## HOW TO COMPLETE THIS TASK
Copy whichever lines of the data hold the word "jacket".

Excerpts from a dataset
·····

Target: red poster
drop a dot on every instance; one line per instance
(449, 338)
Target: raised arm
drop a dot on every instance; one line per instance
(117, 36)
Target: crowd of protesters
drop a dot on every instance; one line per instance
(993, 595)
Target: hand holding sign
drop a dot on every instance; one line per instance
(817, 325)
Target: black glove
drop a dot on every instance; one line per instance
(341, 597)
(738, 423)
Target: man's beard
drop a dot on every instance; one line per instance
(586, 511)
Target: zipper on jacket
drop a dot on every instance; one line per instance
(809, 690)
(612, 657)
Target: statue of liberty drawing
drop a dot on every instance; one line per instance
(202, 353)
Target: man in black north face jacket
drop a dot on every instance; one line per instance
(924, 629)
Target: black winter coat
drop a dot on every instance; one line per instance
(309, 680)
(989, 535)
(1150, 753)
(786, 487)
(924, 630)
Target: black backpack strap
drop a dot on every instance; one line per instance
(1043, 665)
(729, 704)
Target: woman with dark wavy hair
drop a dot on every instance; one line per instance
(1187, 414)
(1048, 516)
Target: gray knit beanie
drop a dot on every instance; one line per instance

·····

## YOUR RESPONSE
Target: zipper on jacket
Target: man in black north face jacket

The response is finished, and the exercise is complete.